-- START QUOTED PASSAGE --

Code360 powered by Coding Ninjas X Naukri.com. Code360 powered by Coding Ninjas X Naukri.com
Table of contents
1.
Introduction
2.
Approach
3.
Trie insertion and search operation code in C++
4.
Time and space complexity for trie insertion and search
5.
Advantages of trie
6.
FAQs
7.
Key Takeaways
Last Updated: Mar 27, 2024

Trie - Insertion and Search

Introduction

As we are already familiar with tree data structure, today’s discussion is also on a similar topic as trees. To squeeze the gap of time complexity more, the trie came into existence. More precisely, it was created to compromise time and space complexities in O(N) terms. It is generally pronounced as ‘try’‘ to differentiate its existence from a tree.

trie is a tree-like data structure wherein the nodes of the tree store the entire alphabets, and strings/ words are retrieved by traversing down a branch path of the tree. But let us first see how exactly this trie data structure looks like; let’s dig it out.

Approach

In a tree data Data Structure, every node has either 0, 1, or 2 children. But in a trie, the number of child nodes possibly depends upon the total number of values. A trie is generally used to store a bunch of words or strings as in a dictionary. In the English alphabet, there are 26 alphabets, so the total number of child nodes is 26. Each trie has an empty root node, which contains references to other nodes, each signifying separate alphabetic values. 

A simple trie structure looks like this:

struct TrieNode
{
  char data;
  Int word_end;
  TrieNode *child[26]
};


So, a trie can be small or big depending on whatever strings it contains. Till now, we have just talked about the root node, but that too is empty, so where do the letters of remaining words take shelter if the root node doesn’t provide them all? Let’s figure it out.

This is a trie structure, containing words: ‘coder,’codes,’ ‘codeless,’ ‘coding’ and ‘doing.’ ‘r,’ ’s,’ ’s’ and ‘g’ are the end nodes(highlighted by yellow color). ‘c’ and ‘d’ are the root nodes. Seen from close, the root nodes look like:



A root node contains a value which is NULL, a reference array to child nodes of size 26. Generally, the value of the root node is an empty string. Typically, this structure is followed for all other nodes, although all are not shown here.

For inserting, let’s take the word ‘code’; the steps followed are:



The key ‘code’ is already inserted into the trie. What if we wanted to add the word ‘coding’ to this list?

We’d check that this word didn’t already exist. We’d follow the links from one node to another until we reach a NULL node. Then we’d insert the value into the trie.

-- END QUOTED PASSAGE --

### [WHAT TO WORK ON]
1 - Using the trie page, decide whether each statement agrees with it, and answer yes or no, quoting the deciding words: (a) For the English alphabet, the total number of child nodes is 26. (b) The word "trie" is generally pronounced like "tree." (c) In a trie, every node has either 0, 1, or 2 children.
2 - Recast the paragraph of the trie page that begins "In a tree data Data Structure" as a short bulleted list that keeps its main facts.
3 - Resume the trie page after its final sentence, carrying on its account of inserting and searching words.

-- START DATASET EXTRACT --

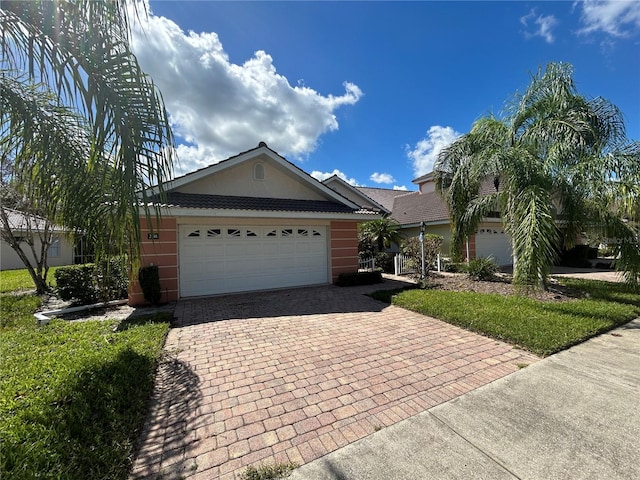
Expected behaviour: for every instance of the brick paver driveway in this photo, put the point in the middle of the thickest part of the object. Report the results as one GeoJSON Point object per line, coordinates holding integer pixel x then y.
{"type": "Point", "coordinates": [293, 375]}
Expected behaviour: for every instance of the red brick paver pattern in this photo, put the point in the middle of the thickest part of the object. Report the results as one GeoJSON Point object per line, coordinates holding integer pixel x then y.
{"type": "Point", "coordinates": [292, 376]}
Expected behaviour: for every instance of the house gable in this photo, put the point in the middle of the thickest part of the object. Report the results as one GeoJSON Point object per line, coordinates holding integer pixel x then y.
{"type": "Point", "coordinates": [258, 173]}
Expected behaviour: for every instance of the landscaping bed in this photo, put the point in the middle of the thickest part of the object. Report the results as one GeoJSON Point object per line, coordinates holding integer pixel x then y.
{"type": "Point", "coordinates": [502, 285]}
{"type": "Point", "coordinates": [540, 322]}
{"type": "Point", "coordinates": [73, 394]}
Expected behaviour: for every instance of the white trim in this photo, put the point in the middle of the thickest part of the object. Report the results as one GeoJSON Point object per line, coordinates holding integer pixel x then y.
{"type": "Point", "coordinates": [206, 212]}
{"type": "Point", "coordinates": [260, 150]}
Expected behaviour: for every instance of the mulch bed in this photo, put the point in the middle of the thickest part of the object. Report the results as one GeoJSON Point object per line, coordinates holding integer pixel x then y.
{"type": "Point", "coordinates": [501, 285]}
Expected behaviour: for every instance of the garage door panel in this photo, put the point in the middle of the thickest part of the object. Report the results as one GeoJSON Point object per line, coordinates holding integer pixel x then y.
{"type": "Point", "coordinates": [234, 258]}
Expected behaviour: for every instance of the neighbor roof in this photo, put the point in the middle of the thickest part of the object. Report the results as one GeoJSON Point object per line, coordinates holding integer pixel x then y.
{"type": "Point", "coordinates": [419, 207]}
{"type": "Point", "coordinates": [382, 196]}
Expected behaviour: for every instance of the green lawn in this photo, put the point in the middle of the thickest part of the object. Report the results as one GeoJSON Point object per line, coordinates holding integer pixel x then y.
{"type": "Point", "coordinates": [73, 395]}
{"type": "Point", "coordinates": [15, 280]}
{"type": "Point", "coordinates": [540, 327]}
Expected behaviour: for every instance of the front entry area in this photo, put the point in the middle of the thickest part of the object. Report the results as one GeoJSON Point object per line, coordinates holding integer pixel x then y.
{"type": "Point", "coordinates": [240, 258]}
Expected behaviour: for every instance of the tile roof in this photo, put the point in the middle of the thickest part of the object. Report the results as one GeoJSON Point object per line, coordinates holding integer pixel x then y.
{"type": "Point", "coordinates": [419, 207]}
{"type": "Point", "coordinates": [228, 202]}
{"type": "Point", "coordinates": [21, 221]}
{"type": "Point", "coordinates": [382, 196]}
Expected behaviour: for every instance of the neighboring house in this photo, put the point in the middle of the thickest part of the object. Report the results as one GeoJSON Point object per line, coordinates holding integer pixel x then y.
{"type": "Point", "coordinates": [426, 205]}
{"type": "Point", "coordinates": [252, 222]}
{"type": "Point", "coordinates": [61, 251]}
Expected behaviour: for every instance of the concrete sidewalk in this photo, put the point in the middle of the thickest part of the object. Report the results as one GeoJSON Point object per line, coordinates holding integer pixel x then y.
{"type": "Point", "coordinates": [574, 415]}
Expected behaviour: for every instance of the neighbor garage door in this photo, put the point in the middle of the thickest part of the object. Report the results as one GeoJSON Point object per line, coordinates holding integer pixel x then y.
{"type": "Point", "coordinates": [493, 242]}
{"type": "Point", "coordinates": [236, 258]}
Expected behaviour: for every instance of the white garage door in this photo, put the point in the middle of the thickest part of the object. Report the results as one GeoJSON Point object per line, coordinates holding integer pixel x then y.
{"type": "Point", "coordinates": [493, 242]}
{"type": "Point", "coordinates": [236, 258]}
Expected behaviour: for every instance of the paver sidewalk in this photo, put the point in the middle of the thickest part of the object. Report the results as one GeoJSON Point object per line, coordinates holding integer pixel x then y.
{"type": "Point", "coordinates": [293, 375]}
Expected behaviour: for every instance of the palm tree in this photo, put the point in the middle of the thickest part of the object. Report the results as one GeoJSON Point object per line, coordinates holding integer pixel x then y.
{"type": "Point", "coordinates": [82, 127]}
{"type": "Point", "coordinates": [561, 165]}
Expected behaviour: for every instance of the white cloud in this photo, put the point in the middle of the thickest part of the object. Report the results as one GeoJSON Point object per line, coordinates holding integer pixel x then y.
{"type": "Point", "coordinates": [220, 108]}
{"type": "Point", "coordinates": [425, 153]}
{"type": "Point", "coordinates": [543, 25]}
{"type": "Point", "coordinates": [386, 178]}
{"type": "Point", "coordinates": [320, 176]}
{"type": "Point", "coordinates": [614, 17]}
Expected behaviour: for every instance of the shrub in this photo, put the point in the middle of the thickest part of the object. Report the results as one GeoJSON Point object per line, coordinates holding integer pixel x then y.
{"type": "Point", "coordinates": [76, 283]}
{"type": "Point", "coordinates": [150, 283]}
{"type": "Point", "coordinates": [112, 278]}
{"type": "Point", "coordinates": [482, 268]}
{"type": "Point", "coordinates": [91, 283]}
{"type": "Point", "coordinates": [384, 260]}
{"type": "Point", "coordinates": [358, 278]}
{"type": "Point", "coordinates": [455, 267]}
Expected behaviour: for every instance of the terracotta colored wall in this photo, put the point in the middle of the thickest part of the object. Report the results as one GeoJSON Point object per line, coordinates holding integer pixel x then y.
{"type": "Point", "coordinates": [472, 248]}
{"type": "Point", "coordinates": [162, 252]}
{"type": "Point", "coordinates": [344, 248]}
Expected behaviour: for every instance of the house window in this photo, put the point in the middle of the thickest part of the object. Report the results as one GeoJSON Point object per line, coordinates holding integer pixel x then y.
{"type": "Point", "coordinates": [54, 249]}
{"type": "Point", "coordinates": [258, 171]}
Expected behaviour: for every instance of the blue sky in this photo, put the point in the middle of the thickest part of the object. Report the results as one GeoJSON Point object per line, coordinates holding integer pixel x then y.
{"type": "Point", "coordinates": [371, 91]}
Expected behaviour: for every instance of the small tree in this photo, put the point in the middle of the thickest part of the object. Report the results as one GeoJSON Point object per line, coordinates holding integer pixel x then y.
{"type": "Point", "coordinates": [412, 249]}
{"type": "Point", "coordinates": [379, 234]}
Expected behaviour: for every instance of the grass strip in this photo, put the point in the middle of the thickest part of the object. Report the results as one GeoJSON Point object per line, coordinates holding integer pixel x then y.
{"type": "Point", "coordinates": [540, 327]}
{"type": "Point", "coordinates": [16, 280]}
{"type": "Point", "coordinates": [73, 395]}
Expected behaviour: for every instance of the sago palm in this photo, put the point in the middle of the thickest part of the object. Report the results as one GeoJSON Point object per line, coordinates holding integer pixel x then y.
{"type": "Point", "coordinates": [557, 164]}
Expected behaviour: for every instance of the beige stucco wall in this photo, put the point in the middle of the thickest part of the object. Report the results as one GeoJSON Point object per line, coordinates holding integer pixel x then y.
{"type": "Point", "coordinates": [239, 181]}
{"type": "Point", "coordinates": [9, 259]}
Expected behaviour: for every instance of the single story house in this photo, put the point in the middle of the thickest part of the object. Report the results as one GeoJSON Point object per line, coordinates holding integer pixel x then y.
{"type": "Point", "coordinates": [61, 250]}
{"type": "Point", "coordinates": [426, 205]}
{"type": "Point", "coordinates": [254, 221]}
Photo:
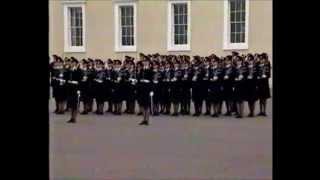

-- END DATASET EXTRACT --

### [RESULTS OF THE TASKS]
1 -
(a) Yes: "In the English alphabet, there are 26 alphabets, so the total number of child nodes is 26."
(b) No: "It is generally pronounced as ‘try’"
(c) No: "But in a trie, the number of child nodes possibly depends upon the total number of values."

2 -
- In a tree, every node has 0, 1, or 2 children. In a trie, the number of child nodes possibly depends on the total number of values.
- A trie is generally used to store a set of words or strings, as in a dictionary.
- The English alphabet has 26 letters, so the total number of child nodes is 26.
- Each trie has an empty root node. It holds references to other nodes, each signifying a separate alphabetic value.

3 -
Word_count shows that many words ending with a particular letter here in this trie. Now, let’s take a look at what searching through our newly-built trie looks like:

Trie insertion and search operation code in C++

// program for trie insertion and search in C++
#include<bits/stdc++.h>
using namespace std;

struct TrieNode
{
    char data;
    
    // word count
    int wc;  
    TrieNode *child[26];
};

// Pool of 100K Trienodes is created
TrieNode nodepool[100000]; 

// Root of Trie is created globally
TrieNode *root;    

// Always points to next free Trienode of the trie
int poolcount;  

// Initializer function
void init() 
{
    poolcount = 0;
    root = &nodepool[poolcount++];
    root->data = '/';
    
    /*
      loop from i-0 till 26
      as there are 26 alphabets in total
    */
    for(int i=0;i<26;++i)
        {
            root->child[i] = NULL;
        }
}

TrieNode *getNode(char c)
{
    TrieNode *newnode = &nodepool[poolcount++];
    newnode->data = c;
    for(int i=0;i<26;++i)
        {
            newnode->child[i] = NULL;
        }
    newnode->wc=0;
    return newnode;
}

/**
    Insert function inserts the key values
    letter by letter in the trie
**/
void insert(char *str)
{
    TrieNode *curr = root;
    int index;
    for(int i=0; str[i]!='\0'; ++i)
    {
        index = str[i]-'a';
        if(curr->child[index]==NULL)
            {
                curr->child[index] = getNode(str[i]);
            }
        curr->child[index]->wc += 1;
        curr = curr->child[index];
    }
}

/*
    The boolean function returns true.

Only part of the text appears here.